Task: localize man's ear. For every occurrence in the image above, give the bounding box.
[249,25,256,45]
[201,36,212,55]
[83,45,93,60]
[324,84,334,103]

--

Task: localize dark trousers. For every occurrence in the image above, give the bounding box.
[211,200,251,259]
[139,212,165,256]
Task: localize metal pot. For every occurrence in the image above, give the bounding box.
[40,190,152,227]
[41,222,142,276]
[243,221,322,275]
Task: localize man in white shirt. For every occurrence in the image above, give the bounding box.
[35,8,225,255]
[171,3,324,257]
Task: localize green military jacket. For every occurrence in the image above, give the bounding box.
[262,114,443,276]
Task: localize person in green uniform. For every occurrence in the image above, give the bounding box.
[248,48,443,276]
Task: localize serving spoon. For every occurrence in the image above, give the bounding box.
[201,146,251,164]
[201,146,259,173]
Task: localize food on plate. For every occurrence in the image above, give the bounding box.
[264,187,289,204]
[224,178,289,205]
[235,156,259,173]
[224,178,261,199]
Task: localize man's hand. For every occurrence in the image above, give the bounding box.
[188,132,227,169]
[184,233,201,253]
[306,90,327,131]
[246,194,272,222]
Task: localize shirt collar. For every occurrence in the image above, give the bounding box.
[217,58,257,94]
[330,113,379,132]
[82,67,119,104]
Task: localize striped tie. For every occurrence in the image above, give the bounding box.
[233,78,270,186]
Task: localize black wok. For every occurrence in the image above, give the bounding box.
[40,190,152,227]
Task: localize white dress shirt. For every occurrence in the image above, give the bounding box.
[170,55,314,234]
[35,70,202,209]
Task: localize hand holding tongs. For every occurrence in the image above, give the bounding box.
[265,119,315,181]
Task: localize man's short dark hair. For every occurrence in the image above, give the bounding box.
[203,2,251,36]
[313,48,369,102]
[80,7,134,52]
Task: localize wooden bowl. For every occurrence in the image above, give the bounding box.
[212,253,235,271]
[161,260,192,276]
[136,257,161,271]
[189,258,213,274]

### Given instruction
Copy verbatim the lines above, starting at the line containing "Task: localize hand" and ending at the line containing "[189,258,213,274]", with both of those lines included.

### Output of the task
Task: localize hand holding tongs. For every occurrence in the image above, give the bounding box.
[265,119,315,181]
Task: localize man's short dark hair. For every occurrence in the image above, give the bounding box.
[203,2,251,36]
[313,48,369,102]
[80,7,134,52]
Task: localize wooden bowl. For every occurrence in the image above, give the bounding box.
[212,253,235,271]
[161,260,192,276]
[136,257,161,271]
[189,258,213,274]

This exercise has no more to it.